── Supplied information

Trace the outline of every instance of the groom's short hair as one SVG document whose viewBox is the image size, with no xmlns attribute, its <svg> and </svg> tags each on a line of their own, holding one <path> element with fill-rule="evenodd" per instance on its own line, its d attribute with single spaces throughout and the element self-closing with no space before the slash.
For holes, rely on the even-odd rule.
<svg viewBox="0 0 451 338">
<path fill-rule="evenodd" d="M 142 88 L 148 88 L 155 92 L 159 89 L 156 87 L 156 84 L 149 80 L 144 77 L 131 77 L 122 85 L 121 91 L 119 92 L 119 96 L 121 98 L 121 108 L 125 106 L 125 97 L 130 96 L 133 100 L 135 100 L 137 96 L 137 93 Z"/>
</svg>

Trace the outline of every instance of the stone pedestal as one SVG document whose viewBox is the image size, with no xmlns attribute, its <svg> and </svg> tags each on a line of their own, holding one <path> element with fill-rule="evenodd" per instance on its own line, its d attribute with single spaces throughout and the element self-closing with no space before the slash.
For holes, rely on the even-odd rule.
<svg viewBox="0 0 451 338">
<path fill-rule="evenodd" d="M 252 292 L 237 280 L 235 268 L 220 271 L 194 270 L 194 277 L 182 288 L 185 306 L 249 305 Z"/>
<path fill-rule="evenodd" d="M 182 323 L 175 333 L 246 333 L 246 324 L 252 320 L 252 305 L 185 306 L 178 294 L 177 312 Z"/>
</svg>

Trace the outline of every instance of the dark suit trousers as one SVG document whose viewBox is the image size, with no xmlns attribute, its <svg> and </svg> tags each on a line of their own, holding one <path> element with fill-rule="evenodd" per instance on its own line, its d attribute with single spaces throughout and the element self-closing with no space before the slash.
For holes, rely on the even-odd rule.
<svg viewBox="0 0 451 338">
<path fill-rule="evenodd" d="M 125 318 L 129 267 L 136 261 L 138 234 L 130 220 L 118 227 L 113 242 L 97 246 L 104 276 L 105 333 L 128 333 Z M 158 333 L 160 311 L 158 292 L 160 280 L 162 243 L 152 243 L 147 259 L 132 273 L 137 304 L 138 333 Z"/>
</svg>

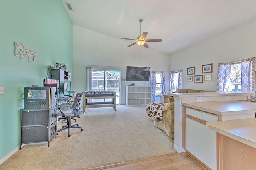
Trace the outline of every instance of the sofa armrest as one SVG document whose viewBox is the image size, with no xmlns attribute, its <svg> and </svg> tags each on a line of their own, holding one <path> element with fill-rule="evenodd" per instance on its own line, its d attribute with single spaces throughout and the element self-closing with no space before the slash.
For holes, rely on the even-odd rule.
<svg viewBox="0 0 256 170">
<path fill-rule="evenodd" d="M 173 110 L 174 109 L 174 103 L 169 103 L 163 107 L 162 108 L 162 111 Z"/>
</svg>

────
── Supplied information

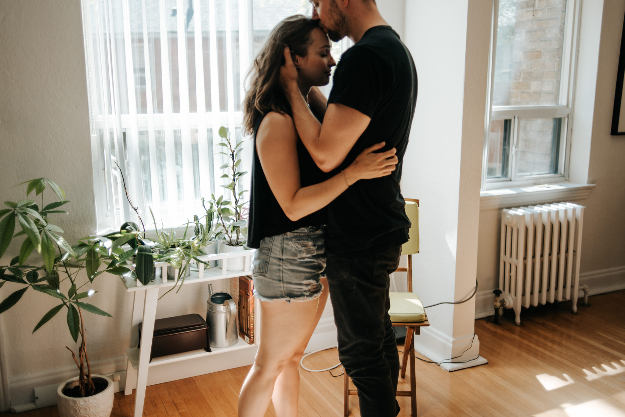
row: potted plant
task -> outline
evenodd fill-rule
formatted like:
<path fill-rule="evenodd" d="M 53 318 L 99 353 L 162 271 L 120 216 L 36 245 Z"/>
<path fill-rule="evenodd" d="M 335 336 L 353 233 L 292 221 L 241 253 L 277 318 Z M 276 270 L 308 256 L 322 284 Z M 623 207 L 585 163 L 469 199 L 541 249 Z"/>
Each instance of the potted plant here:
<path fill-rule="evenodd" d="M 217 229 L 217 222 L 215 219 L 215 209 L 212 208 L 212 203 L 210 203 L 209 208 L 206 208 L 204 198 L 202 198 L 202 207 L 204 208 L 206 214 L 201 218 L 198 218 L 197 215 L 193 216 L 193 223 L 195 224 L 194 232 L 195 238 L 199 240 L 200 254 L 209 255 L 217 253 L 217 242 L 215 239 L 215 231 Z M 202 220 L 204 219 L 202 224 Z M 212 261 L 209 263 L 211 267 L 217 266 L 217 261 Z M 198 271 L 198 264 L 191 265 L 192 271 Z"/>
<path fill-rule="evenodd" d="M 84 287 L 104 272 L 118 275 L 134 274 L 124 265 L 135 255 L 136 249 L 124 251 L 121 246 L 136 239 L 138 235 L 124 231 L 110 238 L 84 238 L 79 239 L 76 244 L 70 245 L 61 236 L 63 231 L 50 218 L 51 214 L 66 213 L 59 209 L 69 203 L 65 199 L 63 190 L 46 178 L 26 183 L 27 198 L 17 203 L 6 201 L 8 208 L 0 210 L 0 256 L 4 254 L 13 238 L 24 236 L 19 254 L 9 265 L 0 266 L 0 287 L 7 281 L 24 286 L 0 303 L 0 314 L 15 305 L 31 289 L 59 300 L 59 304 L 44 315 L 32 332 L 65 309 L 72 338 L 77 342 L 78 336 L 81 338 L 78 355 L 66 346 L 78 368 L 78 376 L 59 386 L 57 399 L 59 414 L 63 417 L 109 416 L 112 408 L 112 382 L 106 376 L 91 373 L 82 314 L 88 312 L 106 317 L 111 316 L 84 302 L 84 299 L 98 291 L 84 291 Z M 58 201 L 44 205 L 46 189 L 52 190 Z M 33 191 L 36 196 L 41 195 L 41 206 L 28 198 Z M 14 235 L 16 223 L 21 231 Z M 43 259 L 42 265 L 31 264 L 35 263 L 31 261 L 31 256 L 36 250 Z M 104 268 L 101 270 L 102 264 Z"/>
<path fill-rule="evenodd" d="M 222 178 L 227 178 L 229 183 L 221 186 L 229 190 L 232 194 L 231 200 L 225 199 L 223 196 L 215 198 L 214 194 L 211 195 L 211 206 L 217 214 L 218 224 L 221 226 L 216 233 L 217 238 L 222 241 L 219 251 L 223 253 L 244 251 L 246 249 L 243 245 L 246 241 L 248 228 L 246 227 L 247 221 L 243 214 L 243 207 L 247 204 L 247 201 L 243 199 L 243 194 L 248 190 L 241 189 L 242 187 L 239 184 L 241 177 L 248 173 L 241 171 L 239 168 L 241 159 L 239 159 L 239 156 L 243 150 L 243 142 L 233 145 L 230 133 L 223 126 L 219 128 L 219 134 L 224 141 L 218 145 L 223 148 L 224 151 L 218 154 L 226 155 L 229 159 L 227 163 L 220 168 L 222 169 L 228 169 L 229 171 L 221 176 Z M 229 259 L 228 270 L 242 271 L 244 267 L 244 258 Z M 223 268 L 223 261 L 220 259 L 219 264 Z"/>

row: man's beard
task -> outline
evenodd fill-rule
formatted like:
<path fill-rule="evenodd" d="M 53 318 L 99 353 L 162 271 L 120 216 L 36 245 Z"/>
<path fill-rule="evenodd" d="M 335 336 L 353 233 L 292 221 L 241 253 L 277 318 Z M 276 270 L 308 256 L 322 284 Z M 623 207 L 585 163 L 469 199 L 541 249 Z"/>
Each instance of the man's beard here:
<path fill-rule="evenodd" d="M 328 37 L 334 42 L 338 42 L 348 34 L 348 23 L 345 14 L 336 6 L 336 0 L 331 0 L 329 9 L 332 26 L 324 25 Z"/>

────
── Supplied information

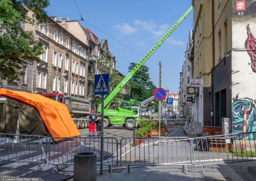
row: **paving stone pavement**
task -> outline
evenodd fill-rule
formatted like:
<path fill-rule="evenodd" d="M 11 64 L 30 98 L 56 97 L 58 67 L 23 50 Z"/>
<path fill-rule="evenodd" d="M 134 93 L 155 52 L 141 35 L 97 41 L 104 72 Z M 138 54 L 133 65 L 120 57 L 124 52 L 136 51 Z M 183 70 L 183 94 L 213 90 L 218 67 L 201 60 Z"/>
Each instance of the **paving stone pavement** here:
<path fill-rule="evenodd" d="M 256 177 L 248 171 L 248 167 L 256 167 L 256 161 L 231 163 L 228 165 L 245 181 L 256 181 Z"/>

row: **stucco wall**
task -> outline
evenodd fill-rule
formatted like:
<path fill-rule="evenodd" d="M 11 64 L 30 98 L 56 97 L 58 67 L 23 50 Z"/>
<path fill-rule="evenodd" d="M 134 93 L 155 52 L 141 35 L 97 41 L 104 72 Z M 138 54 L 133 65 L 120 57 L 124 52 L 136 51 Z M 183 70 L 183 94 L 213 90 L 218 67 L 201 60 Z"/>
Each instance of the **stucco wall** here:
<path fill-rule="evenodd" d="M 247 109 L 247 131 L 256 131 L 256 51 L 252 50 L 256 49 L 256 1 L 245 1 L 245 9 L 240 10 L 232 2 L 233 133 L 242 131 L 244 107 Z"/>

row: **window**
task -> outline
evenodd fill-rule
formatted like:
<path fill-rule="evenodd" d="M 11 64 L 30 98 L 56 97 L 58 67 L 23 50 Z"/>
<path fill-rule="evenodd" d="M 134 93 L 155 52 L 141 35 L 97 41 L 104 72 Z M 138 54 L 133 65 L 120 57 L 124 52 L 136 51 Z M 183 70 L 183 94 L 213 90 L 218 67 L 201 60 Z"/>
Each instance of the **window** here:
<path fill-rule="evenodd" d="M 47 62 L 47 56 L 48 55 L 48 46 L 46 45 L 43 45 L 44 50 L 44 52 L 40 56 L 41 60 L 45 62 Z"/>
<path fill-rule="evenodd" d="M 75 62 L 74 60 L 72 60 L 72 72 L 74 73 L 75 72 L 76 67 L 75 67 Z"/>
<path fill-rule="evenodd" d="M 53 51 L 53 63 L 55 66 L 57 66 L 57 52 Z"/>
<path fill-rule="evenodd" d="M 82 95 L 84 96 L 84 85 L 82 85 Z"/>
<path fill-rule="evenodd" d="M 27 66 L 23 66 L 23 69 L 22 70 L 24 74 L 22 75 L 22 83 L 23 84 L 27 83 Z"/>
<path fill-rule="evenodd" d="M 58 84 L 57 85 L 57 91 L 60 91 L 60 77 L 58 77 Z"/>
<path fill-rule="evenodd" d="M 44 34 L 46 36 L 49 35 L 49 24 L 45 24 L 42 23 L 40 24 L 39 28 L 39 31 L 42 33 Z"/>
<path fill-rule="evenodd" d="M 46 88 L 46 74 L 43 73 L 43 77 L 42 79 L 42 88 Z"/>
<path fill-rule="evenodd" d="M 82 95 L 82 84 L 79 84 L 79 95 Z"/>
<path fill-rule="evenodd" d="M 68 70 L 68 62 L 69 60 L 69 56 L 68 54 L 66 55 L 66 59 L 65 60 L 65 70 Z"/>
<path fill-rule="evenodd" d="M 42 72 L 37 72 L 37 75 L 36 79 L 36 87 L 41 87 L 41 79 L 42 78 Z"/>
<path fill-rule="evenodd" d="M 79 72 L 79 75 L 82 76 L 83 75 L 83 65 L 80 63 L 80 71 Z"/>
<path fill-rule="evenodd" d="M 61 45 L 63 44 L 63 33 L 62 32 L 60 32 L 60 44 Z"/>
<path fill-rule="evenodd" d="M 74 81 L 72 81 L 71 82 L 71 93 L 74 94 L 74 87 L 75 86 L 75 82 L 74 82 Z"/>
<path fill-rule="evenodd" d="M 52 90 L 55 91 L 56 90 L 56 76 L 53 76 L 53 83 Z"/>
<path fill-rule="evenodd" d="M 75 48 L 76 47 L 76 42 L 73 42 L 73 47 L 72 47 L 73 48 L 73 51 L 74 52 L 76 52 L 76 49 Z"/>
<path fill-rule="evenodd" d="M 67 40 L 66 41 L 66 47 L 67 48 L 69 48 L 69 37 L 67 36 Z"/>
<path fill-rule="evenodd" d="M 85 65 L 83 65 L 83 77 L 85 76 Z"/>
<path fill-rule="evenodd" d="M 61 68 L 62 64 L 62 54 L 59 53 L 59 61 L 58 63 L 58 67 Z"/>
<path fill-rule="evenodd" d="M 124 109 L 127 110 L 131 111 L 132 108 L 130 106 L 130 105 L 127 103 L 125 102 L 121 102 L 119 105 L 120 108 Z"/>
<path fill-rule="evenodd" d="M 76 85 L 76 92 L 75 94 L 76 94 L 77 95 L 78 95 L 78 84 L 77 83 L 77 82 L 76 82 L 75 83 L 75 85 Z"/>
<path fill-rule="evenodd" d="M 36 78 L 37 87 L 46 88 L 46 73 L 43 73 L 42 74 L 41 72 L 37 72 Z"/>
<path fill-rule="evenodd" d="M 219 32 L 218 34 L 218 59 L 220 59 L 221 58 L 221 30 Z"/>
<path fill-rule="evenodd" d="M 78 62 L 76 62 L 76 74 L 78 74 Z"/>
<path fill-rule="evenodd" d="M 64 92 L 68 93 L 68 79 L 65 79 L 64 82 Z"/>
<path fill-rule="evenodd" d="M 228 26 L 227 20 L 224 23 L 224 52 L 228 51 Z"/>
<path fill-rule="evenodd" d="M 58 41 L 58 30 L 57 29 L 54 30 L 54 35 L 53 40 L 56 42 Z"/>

────

- **Your objective**:
Turn the lines of the data above, from the line with "row: **stucco wall**" to the line with "Each instance of the **stucco", into a numbered list, leaving out any blank lines.

- **Output of the task**:
1. row: **stucco wall**
2. task -> outline
3. evenodd fill-rule
4. formatted like:
5. <path fill-rule="evenodd" d="M 11 64 L 30 98 L 56 97 L 58 67 L 23 50 Z"/>
6. <path fill-rule="evenodd" d="M 134 93 L 155 52 L 141 35 L 97 41 L 104 72 Z M 138 54 L 133 65 L 120 57 L 124 52 L 136 51 Z M 183 70 L 183 94 L 213 90 L 218 67 L 201 60 Z"/>
7. Each instance of the **stucco wall** here:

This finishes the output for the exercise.